* begin EXTRACTED ENTRIES *

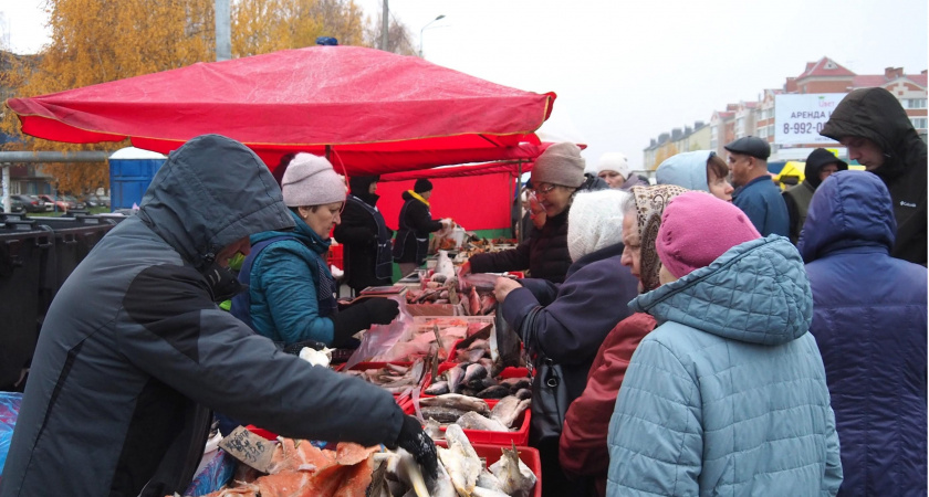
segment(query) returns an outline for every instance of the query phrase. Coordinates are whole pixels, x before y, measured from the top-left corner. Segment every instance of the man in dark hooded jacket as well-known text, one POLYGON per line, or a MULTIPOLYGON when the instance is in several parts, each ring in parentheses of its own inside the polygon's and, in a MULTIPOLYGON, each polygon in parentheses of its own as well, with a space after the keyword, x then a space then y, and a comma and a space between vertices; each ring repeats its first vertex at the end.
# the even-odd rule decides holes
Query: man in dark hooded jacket
POLYGON ((225 262, 249 235, 289 228, 242 144, 205 135, 171 152, 45 316, 0 496, 182 493, 210 409, 289 437, 410 447, 435 468, 388 392, 278 350, 215 304, 238 289, 225 262))
POLYGON ((791 243, 796 245, 797 240, 800 240, 800 232, 803 230, 803 223, 806 222, 810 200, 820 183, 833 172, 847 169, 848 165, 844 160, 825 148, 817 148, 810 154, 806 158, 803 182, 782 193, 784 203, 787 205, 787 218, 790 218, 791 243))
POLYGON ((797 247, 835 411, 839 497, 926 495, 927 273, 890 257, 895 231, 880 180, 836 172, 813 195, 797 247))
POLYGON ((345 199, 342 223, 333 232, 335 240, 345 245, 345 281, 356 295, 368 286, 389 285, 394 275, 394 232, 377 210, 377 180, 376 176, 348 180, 351 192, 345 199))
POLYGON ((907 112, 884 88, 855 89, 836 106, 821 135, 848 148, 848 158, 890 191, 897 242, 890 256, 926 265, 926 142, 907 112))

* end EXTRACTED ENTRIES *

* _STATED GOAL_
Repeat the material word for word, from its beginning through the line containing "POLYGON ((797 247, 835", and leave the picture out.

* _THE RESULT_
segment(query) returns an outline for every instance of the query phrase. Coordinates are whole pixels, x before y, measured from the top-left corner. Segment every instance of the man in dark hooded jacket as well-known text, one POLYGON per line, or a MULTIPOLYGON when the instance is in several parts, each ring in parentheses of its own inside the polygon's and, in a MULTIPOLYGON, each polygon in parentheses of its own as well, with a space after the keyword, x then a space then y, and a comma and a space between vertices; each ring repeats its first vertex at the end.
# the even-odd rule decides holes
Query: man in dark hooded jacket
POLYGON ((225 262, 249 235, 289 228, 242 144, 205 135, 171 152, 45 316, 0 496, 182 493, 210 409, 289 437, 410 447, 435 468, 388 392, 278 350, 215 304, 238 289, 225 262))
POLYGON ((791 243, 796 245, 797 240, 800 240, 800 232, 803 230, 803 223, 806 222, 810 200, 820 183, 833 172, 847 169, 848 165, 844 160, 825 148, 817 148, 810 154, 806 158, 803 182, 782 193, 784 203, 787 205, 787 218, 790 218, 791 243))
POLYGON ((797 247, 835 411, 839 497, 926 495, 927 273, 890 257, 895 231, 880 180, 836 172, 813 195, 797 247))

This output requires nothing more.